読書録004です。日本を代表するマーケターである森岡毅氏のリーダーシップ本、「誰もが人を動かせる!」です。

森岡さんの本は大好きで、今までもほぼすべて読んでいます。森岡さんは、マーケターとしてももちろんすごい方ですが、組織をどう動かすか、モチベートしていくかという部分にも非常に長けている方だなと感じています。そのような方のリーダーシップ論が具体例とともにわかりやすくかつ面白く語られている本で、大変おススメです。

本書からの抜粋

  • リーダーシップ行動を定着させられるかは、そうすることが自己保存のマイナスで終わるのではなく、自己保存にとって何らかのプラスに働くという脳内回路を、どれだけ多くの成功体験を獲得して定着させられるか?ということに懸かっているのです。

  • 社長の年収が高いのも、係長が課長になったら年収が上がるのも、リーダーシップ・スキルの期待に合わせて階級ごとに値札がつけられているからです。つまり、リーダーシップ・スキルを強化すればするほど、あなたの年収はどんどん上がっていきます。それは、あなたが発揮できる"仕事の質と量"が、他人の能力や時間を取り込めることによって激増していくからです。日本社会だけで考えても、リーダーシップに優れた人が組織の上層で、その組織の平均年収とは桁違いの年収を得ています。

  • 本気で全力を尽くしたなら、討死する気分も爽快なものです。私も何百回となく、豪快な討死を繰り返してきました。キャリアの出だしはもちろんですが、最近でももちろんありますよ。誰かにめちゃくちゃ怒られたり、失敗が重なって評価がガタ落ちしたり、誰かと深刻な人間関係のトラブルを抱えたり、そんなコストならカスリ傷のようなものです。重傷を負うのは自分自身のすべてを賭けた大戦で討死することですが、そういう経験が実は最も多くの経験値をくれることを理解していれば、いずれ傷口は塞がってもっと強くなって再び歩き出すことができるようになります。

  • 日本人は人種や言語や文化の壁を越えて、リーダーシップを発揮できる人がものすごく少ないのです。だから日本人に任せられるのは日本市場だけだと。どうすれば日本文化出身者がもっとグローバル環境でリーダーシップを発揮できるようになるのか?と多くの企業が悩んでいます(大半はもう諦めています)。第二次大戦後、日本人が世界中で仕事をし始めてとっくに半世紀以上も経つのに、真の意味でのグローバル企業のトップ層まで勝ち抜いた日本人マネジメントがほとんど皆無であることからも、その問題の深刻さは想像できるでしょう。

  • リーダーシップ経験を積むという観点からは、自分が長期間にわたって強い劣等感に沈むほどの"あまりに優秀な集団"に属することは決して良くないのです。

    • もちろん多少の差ならば追い上げることはできます。しかもその差が単なる経験の差であればさほど大きな問題ではありません。例えば、新入社員ならば当初は周囲と比べて圧倒的な能力不足ですが、それは主に経験の差であり、根源的なTやCやLの能力ポテンシャルの差ではない。これならば、その新入社員がどん欲に経験を積んでいけば遠からず自分なりの特徴を生かしたリーダーシップを発揮できる環境に身を置くことになるでしょう。

提供データ |

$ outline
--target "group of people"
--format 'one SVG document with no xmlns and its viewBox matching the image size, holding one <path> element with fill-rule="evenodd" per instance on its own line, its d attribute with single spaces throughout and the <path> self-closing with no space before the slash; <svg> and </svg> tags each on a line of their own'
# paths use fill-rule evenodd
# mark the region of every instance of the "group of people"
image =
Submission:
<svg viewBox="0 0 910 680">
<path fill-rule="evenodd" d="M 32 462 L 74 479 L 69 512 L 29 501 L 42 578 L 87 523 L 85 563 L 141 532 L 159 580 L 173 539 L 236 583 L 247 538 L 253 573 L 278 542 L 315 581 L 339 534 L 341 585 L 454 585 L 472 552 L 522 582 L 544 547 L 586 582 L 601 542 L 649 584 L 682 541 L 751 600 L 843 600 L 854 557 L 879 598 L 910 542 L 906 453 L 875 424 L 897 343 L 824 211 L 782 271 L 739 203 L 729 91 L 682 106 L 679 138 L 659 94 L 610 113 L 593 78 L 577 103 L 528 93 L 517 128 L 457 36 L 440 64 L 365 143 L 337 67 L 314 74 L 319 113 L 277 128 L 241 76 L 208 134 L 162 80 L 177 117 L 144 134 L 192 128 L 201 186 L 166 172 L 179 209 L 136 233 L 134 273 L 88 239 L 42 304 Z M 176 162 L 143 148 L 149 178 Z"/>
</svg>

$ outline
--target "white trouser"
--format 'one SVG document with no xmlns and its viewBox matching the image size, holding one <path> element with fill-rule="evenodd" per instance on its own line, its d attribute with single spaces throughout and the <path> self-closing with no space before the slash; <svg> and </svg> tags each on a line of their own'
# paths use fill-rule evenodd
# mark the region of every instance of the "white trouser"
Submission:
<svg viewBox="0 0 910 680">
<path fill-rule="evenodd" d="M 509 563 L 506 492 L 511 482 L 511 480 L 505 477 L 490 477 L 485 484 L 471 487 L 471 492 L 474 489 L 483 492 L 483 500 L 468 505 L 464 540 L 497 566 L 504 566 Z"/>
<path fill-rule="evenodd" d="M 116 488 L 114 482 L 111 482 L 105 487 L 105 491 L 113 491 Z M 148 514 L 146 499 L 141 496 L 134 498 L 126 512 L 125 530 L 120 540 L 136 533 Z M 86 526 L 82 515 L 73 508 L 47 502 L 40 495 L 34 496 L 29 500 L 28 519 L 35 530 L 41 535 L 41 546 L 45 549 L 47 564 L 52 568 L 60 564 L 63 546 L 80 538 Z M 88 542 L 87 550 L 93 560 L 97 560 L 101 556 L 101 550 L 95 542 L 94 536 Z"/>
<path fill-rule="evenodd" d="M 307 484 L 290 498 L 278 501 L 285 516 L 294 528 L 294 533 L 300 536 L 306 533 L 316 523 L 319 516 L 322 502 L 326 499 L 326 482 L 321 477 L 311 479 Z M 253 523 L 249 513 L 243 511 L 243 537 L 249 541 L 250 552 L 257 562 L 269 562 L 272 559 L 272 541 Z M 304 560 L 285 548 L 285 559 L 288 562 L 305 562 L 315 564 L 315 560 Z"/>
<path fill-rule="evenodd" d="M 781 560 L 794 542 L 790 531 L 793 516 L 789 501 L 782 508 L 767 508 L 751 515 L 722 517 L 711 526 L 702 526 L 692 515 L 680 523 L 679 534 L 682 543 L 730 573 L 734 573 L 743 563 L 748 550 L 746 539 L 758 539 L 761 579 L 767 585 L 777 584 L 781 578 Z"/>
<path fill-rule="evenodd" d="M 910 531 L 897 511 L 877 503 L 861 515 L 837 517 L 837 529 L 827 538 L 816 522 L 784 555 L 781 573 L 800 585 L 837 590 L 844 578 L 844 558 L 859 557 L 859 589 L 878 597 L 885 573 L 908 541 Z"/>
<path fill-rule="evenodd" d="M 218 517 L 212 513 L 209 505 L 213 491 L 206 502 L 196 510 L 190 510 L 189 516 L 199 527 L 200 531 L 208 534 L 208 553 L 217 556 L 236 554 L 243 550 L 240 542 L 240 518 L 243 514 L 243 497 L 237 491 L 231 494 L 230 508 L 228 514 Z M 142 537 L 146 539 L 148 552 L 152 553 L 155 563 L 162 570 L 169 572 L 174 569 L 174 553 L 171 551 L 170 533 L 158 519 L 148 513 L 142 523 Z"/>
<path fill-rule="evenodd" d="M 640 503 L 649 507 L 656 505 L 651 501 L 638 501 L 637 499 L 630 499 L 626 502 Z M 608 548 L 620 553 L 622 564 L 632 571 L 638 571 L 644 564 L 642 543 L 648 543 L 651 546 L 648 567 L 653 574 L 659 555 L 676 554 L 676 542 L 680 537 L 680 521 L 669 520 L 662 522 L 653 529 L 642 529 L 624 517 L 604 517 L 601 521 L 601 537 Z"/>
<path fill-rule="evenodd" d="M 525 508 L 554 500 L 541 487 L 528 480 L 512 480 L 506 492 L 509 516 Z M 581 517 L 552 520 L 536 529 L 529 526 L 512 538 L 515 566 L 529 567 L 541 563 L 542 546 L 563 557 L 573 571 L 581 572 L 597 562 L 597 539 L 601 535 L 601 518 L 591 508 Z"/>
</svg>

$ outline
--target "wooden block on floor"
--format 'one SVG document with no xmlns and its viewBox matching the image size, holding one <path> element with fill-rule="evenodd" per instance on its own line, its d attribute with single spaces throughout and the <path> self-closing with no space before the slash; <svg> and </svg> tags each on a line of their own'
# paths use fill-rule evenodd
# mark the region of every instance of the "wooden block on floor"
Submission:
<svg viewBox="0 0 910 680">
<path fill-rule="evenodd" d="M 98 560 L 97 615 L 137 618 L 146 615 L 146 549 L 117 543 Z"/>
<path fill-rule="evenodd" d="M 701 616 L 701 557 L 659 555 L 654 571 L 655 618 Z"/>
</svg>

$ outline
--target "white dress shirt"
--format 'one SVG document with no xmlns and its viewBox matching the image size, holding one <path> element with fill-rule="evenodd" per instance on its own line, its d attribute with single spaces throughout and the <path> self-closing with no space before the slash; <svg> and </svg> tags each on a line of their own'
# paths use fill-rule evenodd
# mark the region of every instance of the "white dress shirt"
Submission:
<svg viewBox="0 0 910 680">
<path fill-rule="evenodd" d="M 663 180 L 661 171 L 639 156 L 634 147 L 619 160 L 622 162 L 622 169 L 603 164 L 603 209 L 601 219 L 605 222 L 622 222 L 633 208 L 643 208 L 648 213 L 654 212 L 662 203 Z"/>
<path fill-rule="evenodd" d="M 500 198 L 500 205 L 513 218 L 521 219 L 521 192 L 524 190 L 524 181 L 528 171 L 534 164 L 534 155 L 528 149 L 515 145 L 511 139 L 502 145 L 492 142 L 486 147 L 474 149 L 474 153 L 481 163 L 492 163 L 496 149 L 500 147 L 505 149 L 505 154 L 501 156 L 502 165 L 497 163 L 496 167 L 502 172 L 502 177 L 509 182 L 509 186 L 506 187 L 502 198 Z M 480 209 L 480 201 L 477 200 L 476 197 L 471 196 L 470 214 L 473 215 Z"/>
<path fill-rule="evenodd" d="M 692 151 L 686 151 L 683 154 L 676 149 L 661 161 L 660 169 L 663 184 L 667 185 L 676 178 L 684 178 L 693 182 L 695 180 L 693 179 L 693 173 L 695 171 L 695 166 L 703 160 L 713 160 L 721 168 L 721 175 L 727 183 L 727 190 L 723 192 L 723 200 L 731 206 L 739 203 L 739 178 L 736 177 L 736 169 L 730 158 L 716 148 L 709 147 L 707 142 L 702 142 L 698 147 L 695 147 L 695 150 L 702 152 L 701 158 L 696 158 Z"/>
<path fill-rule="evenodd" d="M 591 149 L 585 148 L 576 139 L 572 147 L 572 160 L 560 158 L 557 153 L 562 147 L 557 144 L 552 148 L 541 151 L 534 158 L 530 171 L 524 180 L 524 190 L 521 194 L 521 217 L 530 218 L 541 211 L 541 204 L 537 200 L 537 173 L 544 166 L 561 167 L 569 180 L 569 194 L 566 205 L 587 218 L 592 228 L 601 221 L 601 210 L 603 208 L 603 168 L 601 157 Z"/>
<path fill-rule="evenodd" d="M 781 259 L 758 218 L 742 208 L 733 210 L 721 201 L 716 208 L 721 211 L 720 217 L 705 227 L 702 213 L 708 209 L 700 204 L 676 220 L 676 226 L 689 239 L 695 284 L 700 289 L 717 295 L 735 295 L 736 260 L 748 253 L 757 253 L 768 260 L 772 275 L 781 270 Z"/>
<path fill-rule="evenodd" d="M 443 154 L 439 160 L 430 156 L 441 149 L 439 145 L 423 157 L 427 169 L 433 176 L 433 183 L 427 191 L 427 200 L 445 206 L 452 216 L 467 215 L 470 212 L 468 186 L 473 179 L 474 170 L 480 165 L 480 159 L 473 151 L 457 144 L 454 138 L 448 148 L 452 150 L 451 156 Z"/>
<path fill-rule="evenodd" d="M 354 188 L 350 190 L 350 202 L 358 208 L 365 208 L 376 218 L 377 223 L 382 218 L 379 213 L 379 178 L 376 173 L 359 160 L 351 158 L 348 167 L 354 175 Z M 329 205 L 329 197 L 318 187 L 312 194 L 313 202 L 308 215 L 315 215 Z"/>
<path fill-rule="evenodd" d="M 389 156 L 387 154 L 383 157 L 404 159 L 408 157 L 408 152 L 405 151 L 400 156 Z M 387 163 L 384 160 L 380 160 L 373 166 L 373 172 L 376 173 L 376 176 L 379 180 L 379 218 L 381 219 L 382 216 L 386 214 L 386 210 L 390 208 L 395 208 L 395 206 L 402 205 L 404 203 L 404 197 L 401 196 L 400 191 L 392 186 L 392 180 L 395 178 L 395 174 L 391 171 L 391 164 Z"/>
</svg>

作業一覧 |
A) 読書録のうち、「読書録004です。日本を代表」を含む語句で始まり「うことに懸かっているのです。」で終わる部分を、「自己保存」を「自己防衛」に置き換えて書き直してください。
B) 森岡毅氏の本を扱った読書録を、最後に示された文の後から書き継いでください。
データはこの作業にまったく関係しません。

出力結果 |
A)
読書録004です。日本を代表するマーケターである森岡毅氏のリーダーシップ本、「誰もが人を動かせる!」です。

森岡さんの本は大好きで、今までもほぼすべて読んでいます。森岡さんは、マーケターとしてももちろんすごい方ですが、組織をどう動かすか、モチベートしていくかという部分にも非常に長けている方だなと感じています。そのような方のリーダーシップ論が具体例とともにわかりやすくかつ面白く語られている本で、大変おススメです。

本書からの抜粋

  • リーダーシップ行動を定着させられるかは、そうすることが自己防衛のマイナスで終わるのではなく、自己防衛にとって何らかのプラスに働くという脳内回路を、どれだけ多くの成功体験を獲得して定着させられるか?ということに懸かっているのです。

B)
    • しかし、それがファンダメンタルな能力の差であった場合、その差は経験では埋まりません。そんな場合は、自分の特徴をよく認識して、その特徴を活かすことで組織に対して自分なりの貢献ができるか?それをよくよく考えることをオススメします。自分の特徴を活かして自分が貢献できるユニークな領域があると思えるならば、その領域で誰よりも詳しくなって専門性を積みながら、リーダーシップ経験を蓄積していくことを目指すべきです。しかし、もしも自分の特徴を活かしたとしても周囲にあまりにも太刀打ちできないならば、自分が組織に貢献できずにむしろ足を引っ張っているかのような罪悪感や劣等感に見舞われるのであれば、リーダーシップ経験を積む目的から判断すると、環境を変えることが正しいと私は思います。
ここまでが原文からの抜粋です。